* **Exercise instructions**: Would you transcribe exactly the lines below, starting at the one that contains "brown shoe, one" and ending with the last line, both included? Leave out all other lines.

Referring expression pointing data:
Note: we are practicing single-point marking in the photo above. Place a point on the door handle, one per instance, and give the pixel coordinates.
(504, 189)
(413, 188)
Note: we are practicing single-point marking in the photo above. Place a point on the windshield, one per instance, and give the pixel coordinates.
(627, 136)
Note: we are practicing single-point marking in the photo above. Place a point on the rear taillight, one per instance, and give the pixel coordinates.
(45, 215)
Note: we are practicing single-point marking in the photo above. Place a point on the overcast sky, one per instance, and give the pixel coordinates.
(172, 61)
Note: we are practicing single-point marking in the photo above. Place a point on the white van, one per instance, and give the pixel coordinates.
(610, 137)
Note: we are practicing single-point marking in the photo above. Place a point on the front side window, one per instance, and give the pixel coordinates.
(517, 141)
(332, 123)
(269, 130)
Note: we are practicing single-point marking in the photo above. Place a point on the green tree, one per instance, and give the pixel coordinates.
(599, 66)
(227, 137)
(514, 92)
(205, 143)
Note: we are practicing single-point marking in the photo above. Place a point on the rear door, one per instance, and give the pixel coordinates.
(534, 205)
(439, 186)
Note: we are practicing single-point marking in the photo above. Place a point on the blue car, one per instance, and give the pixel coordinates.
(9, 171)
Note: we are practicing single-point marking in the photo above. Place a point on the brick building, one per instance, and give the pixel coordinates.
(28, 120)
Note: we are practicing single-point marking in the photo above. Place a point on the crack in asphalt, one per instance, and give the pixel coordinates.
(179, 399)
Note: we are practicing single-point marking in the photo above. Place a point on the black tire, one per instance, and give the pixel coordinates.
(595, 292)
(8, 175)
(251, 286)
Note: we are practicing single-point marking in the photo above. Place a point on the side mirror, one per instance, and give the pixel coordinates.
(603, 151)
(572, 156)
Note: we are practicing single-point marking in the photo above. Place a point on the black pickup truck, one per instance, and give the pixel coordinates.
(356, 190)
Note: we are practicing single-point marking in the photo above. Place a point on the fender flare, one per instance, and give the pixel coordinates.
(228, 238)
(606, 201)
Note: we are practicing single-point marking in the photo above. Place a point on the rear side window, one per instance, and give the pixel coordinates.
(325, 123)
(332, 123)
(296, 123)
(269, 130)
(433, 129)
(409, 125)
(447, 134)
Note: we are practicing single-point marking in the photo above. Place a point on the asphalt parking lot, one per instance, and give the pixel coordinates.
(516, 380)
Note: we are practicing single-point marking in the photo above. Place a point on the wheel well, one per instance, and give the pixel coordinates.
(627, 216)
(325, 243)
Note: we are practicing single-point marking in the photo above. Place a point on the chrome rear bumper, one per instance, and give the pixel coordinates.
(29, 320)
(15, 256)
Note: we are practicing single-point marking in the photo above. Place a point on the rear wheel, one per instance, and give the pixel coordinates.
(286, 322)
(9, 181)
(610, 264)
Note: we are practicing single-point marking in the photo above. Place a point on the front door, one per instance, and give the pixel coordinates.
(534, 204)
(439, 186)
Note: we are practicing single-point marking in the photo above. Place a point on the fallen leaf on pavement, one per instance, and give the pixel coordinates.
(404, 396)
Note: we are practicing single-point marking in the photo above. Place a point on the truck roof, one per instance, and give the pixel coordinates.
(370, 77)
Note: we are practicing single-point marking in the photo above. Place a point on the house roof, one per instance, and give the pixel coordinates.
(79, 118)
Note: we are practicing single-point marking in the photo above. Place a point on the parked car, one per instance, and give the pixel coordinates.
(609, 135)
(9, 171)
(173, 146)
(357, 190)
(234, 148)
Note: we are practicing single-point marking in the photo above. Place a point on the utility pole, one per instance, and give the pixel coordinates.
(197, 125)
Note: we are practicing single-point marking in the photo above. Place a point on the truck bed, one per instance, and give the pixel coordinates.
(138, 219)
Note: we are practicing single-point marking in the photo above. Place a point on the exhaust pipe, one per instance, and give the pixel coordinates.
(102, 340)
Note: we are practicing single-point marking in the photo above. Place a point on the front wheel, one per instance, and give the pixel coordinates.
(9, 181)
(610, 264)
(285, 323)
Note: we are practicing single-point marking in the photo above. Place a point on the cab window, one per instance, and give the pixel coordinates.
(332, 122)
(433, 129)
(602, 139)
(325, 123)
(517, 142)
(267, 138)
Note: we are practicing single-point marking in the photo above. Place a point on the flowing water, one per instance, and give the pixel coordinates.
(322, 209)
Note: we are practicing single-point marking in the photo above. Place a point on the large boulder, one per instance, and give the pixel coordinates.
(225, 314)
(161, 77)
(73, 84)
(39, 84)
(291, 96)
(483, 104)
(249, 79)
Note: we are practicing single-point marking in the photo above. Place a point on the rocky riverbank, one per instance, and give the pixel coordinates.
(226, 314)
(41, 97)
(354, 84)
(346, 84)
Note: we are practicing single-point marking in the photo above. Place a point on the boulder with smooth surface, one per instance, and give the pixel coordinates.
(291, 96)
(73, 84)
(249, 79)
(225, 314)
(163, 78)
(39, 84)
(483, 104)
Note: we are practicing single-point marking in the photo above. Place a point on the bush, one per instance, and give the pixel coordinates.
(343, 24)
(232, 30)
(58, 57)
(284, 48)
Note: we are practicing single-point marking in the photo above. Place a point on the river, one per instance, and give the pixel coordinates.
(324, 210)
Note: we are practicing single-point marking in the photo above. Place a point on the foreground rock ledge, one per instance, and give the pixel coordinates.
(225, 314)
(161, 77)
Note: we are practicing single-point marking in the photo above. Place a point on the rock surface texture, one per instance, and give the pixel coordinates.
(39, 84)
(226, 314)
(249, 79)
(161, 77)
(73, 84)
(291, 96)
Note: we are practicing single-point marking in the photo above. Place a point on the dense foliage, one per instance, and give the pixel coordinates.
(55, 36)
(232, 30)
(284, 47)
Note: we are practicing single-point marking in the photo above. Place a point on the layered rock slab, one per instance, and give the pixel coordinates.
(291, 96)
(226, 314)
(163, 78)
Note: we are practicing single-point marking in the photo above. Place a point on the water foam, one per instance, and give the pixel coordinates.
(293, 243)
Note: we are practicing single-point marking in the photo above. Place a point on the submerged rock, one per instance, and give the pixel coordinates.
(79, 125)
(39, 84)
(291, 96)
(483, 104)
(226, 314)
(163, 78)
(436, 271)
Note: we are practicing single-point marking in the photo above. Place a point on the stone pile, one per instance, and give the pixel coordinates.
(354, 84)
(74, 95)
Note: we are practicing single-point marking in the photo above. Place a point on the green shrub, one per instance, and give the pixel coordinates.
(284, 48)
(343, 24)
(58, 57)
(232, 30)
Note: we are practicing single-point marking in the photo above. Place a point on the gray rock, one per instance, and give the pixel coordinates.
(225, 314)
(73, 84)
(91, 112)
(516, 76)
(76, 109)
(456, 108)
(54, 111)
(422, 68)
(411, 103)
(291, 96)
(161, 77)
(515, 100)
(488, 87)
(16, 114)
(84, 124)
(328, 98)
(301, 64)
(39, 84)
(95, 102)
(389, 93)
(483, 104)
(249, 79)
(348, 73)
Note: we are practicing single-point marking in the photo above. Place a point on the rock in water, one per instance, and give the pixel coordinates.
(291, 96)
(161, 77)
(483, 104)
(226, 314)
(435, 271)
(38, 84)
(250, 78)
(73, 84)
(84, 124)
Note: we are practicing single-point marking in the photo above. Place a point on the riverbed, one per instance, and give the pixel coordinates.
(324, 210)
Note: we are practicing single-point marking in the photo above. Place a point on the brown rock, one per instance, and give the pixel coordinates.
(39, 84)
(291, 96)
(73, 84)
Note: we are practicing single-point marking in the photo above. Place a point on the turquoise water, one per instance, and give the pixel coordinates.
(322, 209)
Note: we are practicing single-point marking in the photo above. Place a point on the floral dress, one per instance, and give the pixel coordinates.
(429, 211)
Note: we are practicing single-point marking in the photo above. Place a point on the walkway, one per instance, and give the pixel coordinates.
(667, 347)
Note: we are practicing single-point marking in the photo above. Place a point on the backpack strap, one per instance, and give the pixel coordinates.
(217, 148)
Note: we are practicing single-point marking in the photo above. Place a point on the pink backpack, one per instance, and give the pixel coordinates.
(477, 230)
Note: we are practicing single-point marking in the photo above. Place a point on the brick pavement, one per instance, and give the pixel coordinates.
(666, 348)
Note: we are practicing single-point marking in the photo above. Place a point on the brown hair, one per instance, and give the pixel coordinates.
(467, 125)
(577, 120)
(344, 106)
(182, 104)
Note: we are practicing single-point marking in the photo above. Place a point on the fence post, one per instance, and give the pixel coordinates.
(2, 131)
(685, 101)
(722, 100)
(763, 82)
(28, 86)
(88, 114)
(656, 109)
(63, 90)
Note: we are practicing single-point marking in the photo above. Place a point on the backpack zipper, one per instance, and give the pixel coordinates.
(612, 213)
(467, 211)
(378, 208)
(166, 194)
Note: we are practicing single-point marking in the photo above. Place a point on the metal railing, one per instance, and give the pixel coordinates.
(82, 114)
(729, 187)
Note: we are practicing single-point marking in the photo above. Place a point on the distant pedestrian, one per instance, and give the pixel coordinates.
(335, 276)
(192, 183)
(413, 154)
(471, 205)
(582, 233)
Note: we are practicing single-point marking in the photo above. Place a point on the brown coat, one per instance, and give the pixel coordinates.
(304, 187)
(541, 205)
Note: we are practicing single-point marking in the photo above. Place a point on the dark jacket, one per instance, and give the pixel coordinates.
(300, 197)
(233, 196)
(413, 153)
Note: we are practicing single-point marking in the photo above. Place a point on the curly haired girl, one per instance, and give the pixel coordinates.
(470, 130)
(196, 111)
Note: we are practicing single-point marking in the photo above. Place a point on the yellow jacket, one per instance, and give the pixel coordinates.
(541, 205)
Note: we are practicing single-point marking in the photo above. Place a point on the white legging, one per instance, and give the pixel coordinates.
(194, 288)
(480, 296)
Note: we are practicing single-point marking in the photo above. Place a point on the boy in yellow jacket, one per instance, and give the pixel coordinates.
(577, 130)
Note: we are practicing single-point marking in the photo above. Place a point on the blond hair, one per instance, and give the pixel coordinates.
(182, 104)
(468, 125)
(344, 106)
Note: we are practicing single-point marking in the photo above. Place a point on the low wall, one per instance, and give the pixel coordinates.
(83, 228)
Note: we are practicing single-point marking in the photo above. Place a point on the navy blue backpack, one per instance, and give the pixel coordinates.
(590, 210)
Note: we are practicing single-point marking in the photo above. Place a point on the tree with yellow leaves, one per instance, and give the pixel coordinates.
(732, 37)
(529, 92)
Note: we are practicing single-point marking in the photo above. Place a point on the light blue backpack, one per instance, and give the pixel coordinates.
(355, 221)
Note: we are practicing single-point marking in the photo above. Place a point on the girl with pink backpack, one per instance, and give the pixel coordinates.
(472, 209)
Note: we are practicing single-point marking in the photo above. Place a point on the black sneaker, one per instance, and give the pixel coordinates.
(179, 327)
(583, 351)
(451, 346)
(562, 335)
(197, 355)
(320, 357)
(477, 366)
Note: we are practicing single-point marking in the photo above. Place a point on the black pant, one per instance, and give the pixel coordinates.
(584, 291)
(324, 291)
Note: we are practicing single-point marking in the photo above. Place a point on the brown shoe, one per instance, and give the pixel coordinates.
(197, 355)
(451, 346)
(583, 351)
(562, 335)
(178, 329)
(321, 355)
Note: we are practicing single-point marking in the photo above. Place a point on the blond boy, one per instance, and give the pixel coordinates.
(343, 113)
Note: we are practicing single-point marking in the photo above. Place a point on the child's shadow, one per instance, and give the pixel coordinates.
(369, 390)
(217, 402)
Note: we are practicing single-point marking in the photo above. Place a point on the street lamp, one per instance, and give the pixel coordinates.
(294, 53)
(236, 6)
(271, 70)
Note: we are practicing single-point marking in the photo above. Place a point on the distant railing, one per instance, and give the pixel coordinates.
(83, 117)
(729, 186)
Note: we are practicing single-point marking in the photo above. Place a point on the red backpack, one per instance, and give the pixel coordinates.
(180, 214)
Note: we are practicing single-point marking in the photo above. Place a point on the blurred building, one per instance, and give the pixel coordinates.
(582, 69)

* **Response below**:
Note: we are practicing single-point marking in the photo above. Place a point on the brown shoe, one per instance, and give the pixel coordinates.
(197, 355)
(451, 346)
(583, 351)
(562, 335)
(178, 329)
(321, 355)
Note: we are practicing single-point marking in the photo above. Place a point on the blond boy, one per instance, and give the pixel coordinates.
(343, 113)
Note: we are practicing single-point marking in the photo above. Place a point on the child's shadow, one per instance, and give the pixel coordinates.
(369, 390)
(217, 402)
Note: we are practicing single-point marking in the photo above. Place a point on the street lamp, one per instance, and give the pixel coordinates.
(294, 53)
(236, 6)
(271, 70)
Note: we are practicing single-point marking in the photo above. Place a point on the distant railing, one per instance, and give the pixel coordinates.
(83, 117)
(729, 186)
Note: we are practicing single-point marking in the photo above. Place a point on the red backpack, one per instance, and give the pixel coordinates.
(180, 214)
Note: we are practicing single-point marking in the photo above. Place a point on the blurred building, one per instance, and give the pixel coordinates.
(582, 69)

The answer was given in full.